Neste blog republicaremos também artigos da minha coluna semanal BRASILIANA, do jornal MONTBLÄAT editado por FRITZ UTZERI.




quinta-feira, 24 de maio de 2012

Devaneios no Tempo


         O jeito foi sair andando por aí.  Perdido no tempo. 

Como suportar tanta infâmia?  Como suportar aquela patética figura, lágrimas de crocodilo, citar Galileu Galilei – Cientista tão perseguido pela Medieval Inquisição – e nomear para uma suposta Comissão da Verdade, deplorável antigo Procurador Geral da República que tentou proibir, em nome do fundamentalismo religioso, a pesquisa científica em células-tronco? 

Para agravar, ao lado, entre palavras como Justiça e Democracia, aplauso das latrinas do poder vindas daquele eterno Senador que há mais de meio século vive da Mentira. 



         Alguma coisa aconteceu.  Esqueço o presente, lembro o passado.  Parado na Senador Vergueiro, esquina com Paissandu, posso até ler:



Festival Paissandu (um filme por dia) – Ar Condicionado Perfeito


Hoje, 10 de janeiro de 1966, 3ª feira:“O Demônio das 11 horas”
==========
▶ _Enunciado da tarefa_
Transcreva novamente o excerto de "Devaneios no Tempo" a "científica em células-tronco?", trocando "crocodilo" por "jacaré".

[Dados de indicação de regiões]
==========
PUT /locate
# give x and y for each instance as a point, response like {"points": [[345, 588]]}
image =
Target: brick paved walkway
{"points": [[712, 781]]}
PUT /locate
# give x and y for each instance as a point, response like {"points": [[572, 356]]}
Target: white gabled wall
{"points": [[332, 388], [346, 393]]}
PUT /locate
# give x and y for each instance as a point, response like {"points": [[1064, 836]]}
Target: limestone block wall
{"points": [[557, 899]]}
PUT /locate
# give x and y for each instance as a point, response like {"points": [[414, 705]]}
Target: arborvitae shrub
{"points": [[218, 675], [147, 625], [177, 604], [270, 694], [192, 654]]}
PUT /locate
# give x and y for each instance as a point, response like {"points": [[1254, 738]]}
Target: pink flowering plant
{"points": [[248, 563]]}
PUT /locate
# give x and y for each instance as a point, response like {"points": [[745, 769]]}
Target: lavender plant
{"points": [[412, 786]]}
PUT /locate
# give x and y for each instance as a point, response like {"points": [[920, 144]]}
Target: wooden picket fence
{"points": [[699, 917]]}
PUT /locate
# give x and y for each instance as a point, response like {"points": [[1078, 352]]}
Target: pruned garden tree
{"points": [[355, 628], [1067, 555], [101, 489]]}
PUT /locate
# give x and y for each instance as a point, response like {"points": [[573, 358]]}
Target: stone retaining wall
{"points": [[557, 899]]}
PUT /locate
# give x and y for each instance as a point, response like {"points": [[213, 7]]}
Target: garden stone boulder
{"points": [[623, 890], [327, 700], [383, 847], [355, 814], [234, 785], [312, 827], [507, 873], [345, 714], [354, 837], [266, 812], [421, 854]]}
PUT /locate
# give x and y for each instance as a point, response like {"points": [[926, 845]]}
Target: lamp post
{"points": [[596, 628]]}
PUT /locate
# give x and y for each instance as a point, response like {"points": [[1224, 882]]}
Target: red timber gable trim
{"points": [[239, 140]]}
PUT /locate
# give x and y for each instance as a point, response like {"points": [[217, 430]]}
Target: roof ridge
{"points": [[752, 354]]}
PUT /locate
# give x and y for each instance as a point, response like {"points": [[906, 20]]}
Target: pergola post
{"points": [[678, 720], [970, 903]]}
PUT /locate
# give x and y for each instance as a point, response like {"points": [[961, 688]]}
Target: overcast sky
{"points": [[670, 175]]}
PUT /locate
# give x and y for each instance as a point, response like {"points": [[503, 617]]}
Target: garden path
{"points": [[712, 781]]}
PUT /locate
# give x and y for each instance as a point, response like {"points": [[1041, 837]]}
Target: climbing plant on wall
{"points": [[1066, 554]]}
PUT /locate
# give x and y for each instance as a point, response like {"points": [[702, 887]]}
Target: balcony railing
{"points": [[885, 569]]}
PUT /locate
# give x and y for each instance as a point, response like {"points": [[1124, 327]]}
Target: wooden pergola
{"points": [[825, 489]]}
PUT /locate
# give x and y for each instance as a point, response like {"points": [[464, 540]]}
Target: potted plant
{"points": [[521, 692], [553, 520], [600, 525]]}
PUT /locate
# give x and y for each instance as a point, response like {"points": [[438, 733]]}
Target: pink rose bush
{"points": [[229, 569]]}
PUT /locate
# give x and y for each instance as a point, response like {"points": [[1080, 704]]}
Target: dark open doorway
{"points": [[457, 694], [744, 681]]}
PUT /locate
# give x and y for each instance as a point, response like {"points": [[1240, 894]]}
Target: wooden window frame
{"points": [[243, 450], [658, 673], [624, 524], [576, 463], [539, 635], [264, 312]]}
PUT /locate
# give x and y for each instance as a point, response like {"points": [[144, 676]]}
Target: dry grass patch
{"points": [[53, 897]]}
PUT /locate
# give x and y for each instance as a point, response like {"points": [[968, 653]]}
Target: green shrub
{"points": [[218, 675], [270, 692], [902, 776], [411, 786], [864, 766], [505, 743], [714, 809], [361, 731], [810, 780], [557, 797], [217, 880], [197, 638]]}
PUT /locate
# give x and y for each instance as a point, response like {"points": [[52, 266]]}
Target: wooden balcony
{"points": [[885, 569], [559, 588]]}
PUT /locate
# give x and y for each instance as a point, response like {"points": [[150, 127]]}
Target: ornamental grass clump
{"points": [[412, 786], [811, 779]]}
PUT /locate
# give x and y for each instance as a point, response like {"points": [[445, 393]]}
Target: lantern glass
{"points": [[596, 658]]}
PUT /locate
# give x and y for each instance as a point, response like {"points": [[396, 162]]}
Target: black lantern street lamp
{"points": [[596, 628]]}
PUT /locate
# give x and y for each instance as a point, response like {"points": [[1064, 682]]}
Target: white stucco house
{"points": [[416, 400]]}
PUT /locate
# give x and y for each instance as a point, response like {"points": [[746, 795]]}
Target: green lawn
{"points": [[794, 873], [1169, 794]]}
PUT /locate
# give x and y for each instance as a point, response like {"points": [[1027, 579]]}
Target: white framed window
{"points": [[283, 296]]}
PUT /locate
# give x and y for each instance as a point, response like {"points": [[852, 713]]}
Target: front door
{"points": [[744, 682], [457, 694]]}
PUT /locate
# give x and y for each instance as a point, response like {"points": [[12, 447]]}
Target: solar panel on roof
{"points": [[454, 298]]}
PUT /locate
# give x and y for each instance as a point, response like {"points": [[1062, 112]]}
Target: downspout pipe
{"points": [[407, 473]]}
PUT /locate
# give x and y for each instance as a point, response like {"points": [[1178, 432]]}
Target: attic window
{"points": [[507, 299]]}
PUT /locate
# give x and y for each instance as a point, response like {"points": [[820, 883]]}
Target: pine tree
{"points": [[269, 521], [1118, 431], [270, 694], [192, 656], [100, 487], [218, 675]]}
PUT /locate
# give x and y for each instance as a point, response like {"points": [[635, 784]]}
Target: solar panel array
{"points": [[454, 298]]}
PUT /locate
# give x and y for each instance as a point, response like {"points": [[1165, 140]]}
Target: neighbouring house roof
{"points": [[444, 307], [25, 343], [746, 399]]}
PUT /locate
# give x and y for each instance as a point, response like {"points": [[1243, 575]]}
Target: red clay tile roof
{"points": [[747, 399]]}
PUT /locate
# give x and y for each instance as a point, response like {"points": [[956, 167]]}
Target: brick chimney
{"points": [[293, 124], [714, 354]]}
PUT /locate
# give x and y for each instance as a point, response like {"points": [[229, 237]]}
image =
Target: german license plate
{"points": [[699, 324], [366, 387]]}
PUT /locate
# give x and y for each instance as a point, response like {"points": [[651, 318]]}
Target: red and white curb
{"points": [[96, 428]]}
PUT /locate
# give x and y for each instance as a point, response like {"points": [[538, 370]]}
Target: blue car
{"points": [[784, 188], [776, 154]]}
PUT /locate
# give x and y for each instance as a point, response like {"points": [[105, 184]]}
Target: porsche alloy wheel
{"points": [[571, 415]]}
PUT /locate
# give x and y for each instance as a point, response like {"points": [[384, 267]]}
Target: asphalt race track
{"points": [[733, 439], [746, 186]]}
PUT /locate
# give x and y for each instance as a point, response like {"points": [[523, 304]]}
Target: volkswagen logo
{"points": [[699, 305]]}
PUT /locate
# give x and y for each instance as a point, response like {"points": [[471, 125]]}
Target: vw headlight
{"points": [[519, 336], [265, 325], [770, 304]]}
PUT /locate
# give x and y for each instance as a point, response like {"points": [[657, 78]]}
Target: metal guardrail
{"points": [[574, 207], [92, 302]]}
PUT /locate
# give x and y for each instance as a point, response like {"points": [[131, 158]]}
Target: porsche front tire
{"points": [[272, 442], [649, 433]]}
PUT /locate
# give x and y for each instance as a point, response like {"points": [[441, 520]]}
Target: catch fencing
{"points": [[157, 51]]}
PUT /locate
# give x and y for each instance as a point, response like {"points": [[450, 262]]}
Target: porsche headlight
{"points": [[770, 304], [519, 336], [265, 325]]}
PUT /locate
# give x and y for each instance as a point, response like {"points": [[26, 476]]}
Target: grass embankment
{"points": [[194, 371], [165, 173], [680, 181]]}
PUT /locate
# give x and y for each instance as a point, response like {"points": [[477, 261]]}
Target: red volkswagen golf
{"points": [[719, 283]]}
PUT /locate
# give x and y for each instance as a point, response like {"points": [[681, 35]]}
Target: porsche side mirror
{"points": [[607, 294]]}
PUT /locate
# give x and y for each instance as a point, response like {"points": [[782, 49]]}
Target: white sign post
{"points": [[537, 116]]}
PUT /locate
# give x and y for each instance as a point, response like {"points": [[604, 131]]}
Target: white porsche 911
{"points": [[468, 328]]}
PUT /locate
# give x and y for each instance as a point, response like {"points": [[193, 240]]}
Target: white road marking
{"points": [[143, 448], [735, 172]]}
==========
▶ _Resolução do problema_
Devaneios no Tempo


         O jeito foi sair andando por aí.  Perdido no tempo. 

Como suportar tanta infâmia?  Como suportar aquela patética figura, lágrimas de jacaré, citar Galileu Galilei – Cientista tão perseguido pela Medieval Inquisição – e nomear para uma suposta Comissão da Verdade, deplorável antigo Procurador Geral da República que tentou proibir, em nome do fundamentalismo religioso, a pesquisa científica em células-tronco?